**Consegna a**. Puoi ricopiare il passo dell'estratto sulla Romania del 1989 che comincia con "Per l’Europa il" e prosegue fino a "di quegli eventi?"?

**Estratto del testo**.
----

Interessata all’uso della storia nel processo di costruzione dell’identità, ha curato l’edizione di vari volumi, (tra cui "Nations and States in Southeast Europe", Thessaloniki, 2005). Tra i suoi lavori inoltre: "Între "bunul creştin" şi "bravul român". Rolul şcolii primare în construirea identităţii naţionale româneşti (1831-1878) Between the "Good Christian" and the "Brave Romanian". The part of elementary school in constructing the Romanian national identity (1831-1878), Iaşi, 1999 e "Istoria din ghiozdan. Memorie şi manuale şcolare în România anilor 1990 History from the school bag. Memory and schoolbooks in Romania during the 1990s, Bucureşti, 2004.

Per l’Europa il simbolo condiviso di quanto avvenne nel 1989 è la caduta del muro di Berlino, nel novembre di quell’anno. In Romania però i cambiamenti arrivarono con più di un mese di ritardo, con quella che è stata poi definita la "rivoluzione" del dicembre 1989. Dove si trovava in quel periodo? Quali sono i suoi ricordi personali di quegli eventi?

Allora lavoravo nella biblioteca dell’Accademia, qui a Bucarest. Di quei giorni ricordo innanzitutto il freddo, sia fuori che dentro il nostro appartamento, la situazione economica disastrosa, la penuria di beni essenziali, anche di cibo. All’epoca, il regime tentava di tenerci quanto più isolati possibile, il controllo sui mezzi di informazione era pesante. Io e la mia famiglia, di sera, ascoltavamo clandestinamente Radio Free Europe o Voice of America, a seconda di quale canale fosse meno disturbato dalle interferenze create per oscurarli. Era l’unico mezzo per avere notizie su quanto stava succedendo in Europa. Fu così che venimmo a sapere quanto stava succedendo a Timişoara, le manifestazioni e gli scontri iniziati il 16 dicembre. Da quel momento tutto è successo molto in fretta. Il 22, il giorno in cui Ceauşescu scappò da Bucarest, sono scesa in piazza con la mia famiglia. Quella sera, mentre si festeggiava nelle strade, iniziarono gli scontri e le sparatorie. Un incendio devastò la biblioteca dell’università. Con i colleghi decidemmo quindi di presidiare la nostra biblioteca, le donne durante il giorno, gli uomini durante la notte.

----

(Record del dataset)
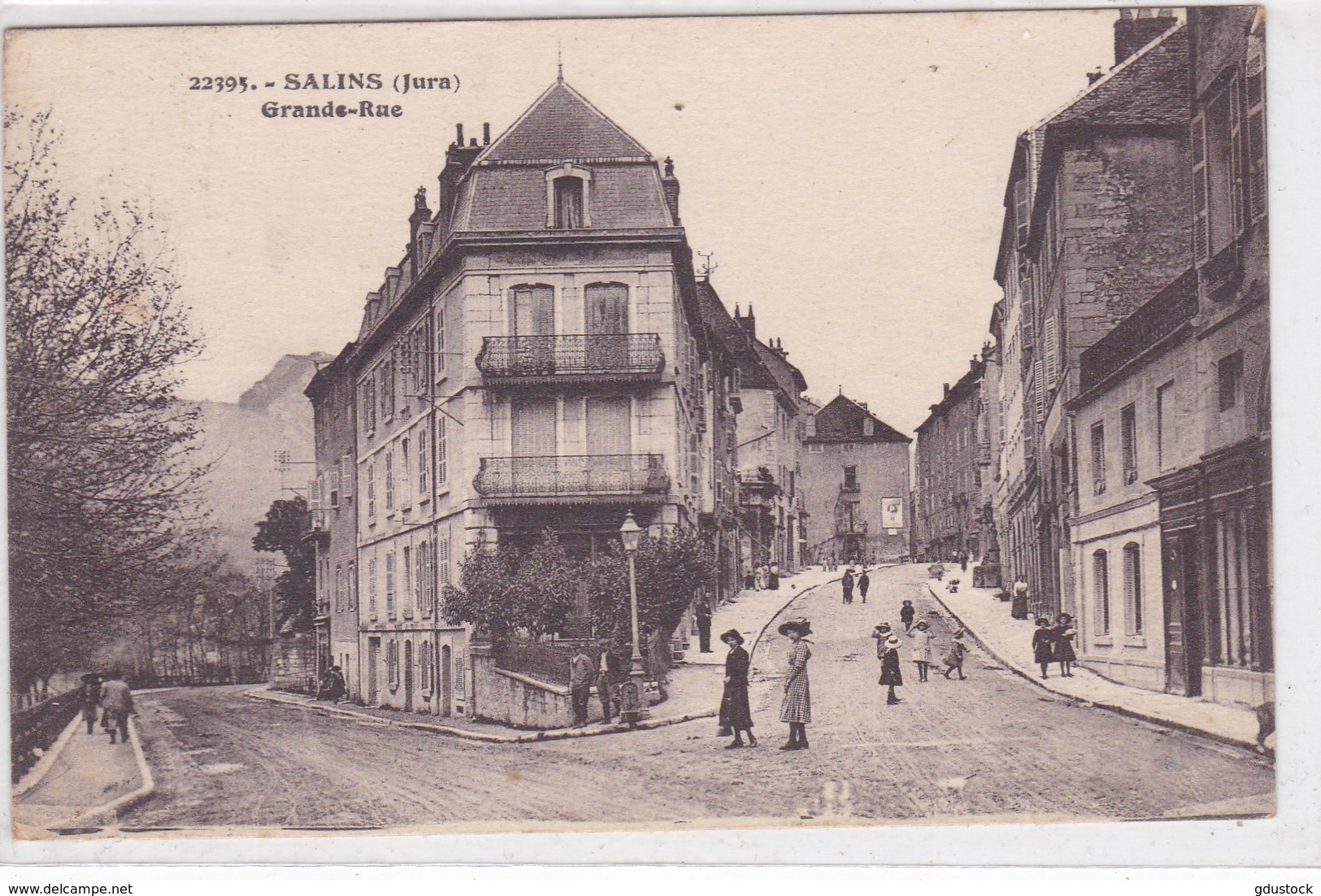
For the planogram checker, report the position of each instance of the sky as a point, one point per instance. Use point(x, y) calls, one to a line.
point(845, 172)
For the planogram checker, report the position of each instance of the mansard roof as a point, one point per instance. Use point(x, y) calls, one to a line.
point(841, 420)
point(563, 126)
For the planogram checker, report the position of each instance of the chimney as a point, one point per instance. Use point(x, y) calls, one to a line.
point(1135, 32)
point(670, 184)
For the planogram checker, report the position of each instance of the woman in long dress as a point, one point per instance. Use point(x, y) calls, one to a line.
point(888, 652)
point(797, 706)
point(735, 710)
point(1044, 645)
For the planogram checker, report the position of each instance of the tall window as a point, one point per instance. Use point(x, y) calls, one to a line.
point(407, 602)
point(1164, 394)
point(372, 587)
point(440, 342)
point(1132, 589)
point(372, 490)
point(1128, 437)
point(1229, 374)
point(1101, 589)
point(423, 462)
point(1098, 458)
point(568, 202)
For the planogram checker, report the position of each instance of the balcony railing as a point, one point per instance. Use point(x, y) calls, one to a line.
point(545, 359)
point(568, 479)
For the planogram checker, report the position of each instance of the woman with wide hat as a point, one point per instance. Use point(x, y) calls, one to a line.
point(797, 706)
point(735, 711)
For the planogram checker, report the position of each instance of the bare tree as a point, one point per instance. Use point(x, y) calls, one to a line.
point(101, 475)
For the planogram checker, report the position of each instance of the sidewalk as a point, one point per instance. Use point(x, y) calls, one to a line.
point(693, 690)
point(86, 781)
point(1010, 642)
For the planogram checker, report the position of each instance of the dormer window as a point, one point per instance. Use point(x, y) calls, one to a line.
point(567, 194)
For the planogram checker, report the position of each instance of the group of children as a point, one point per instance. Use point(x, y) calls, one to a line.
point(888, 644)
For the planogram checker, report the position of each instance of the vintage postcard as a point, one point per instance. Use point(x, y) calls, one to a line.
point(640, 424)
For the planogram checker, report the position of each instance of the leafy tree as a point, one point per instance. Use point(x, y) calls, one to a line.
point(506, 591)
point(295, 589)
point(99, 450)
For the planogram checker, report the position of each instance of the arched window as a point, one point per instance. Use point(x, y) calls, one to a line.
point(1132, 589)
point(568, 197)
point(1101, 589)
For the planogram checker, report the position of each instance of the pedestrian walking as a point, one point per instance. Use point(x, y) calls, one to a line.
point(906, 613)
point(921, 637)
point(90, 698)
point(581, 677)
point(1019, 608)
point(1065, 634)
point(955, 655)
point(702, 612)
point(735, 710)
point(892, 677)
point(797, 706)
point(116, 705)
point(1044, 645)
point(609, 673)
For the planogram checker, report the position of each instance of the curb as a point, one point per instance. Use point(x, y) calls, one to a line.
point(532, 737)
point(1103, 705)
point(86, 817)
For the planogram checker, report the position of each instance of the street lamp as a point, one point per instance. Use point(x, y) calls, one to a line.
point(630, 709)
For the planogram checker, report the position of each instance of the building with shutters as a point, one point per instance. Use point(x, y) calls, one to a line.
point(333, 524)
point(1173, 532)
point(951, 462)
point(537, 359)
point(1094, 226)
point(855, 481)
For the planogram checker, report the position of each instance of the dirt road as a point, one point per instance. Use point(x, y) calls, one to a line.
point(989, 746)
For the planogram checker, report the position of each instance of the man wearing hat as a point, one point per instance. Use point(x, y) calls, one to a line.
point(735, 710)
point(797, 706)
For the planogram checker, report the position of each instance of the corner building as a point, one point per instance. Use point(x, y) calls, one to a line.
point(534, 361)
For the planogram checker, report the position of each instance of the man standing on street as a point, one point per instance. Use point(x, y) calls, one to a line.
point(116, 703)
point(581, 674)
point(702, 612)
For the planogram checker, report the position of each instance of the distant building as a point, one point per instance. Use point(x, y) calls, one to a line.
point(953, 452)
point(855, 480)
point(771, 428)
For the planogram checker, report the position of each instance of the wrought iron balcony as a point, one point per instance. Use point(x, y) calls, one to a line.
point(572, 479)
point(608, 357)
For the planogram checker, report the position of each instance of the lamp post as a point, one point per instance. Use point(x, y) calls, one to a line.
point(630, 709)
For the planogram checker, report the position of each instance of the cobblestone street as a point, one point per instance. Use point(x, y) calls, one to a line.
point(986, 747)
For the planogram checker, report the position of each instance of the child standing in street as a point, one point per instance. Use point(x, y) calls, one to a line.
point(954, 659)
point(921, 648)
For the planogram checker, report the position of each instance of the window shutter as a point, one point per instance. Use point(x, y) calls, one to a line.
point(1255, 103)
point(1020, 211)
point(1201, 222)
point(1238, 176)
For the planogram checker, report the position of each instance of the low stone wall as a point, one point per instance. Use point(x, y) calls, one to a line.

----

**Consegna b**. Puoi riscrivere i record dal loro inizio fino alla riga che contiene "point(563, 126)" compresa, mettendo "gable roof" al posto di "mansard roof" e lasciando invariato tutto il resto, senza le immagini?

**Risposta all'esercizio a**.
Per l’Europa il simbolo condiviso di quanto avvenne nel 1989 è la caduta del muro di Berlino, nel novembre di quell’anno. In Romania però i cambiamenti arrivarono con più di un mese di ritardo, con quella che è stata poi definita la "rivoluzione" del dicembre 1989. Dove si trovava in quel periodo? Quali sono i suoi ricordi personali di quegli eventi?

**Risposta all'esercizio b**.
For the planogram checker, report the position of each instance of the sky as a point, one point per instance. Use point(x, y) calls, one to a line.
point(845, 172)
For the planogram checker, report the position of each instance of the gable roof as a point, one point per instance. Use point(x, y) calls, one to a line.
point(841, 420)
point(563, 126)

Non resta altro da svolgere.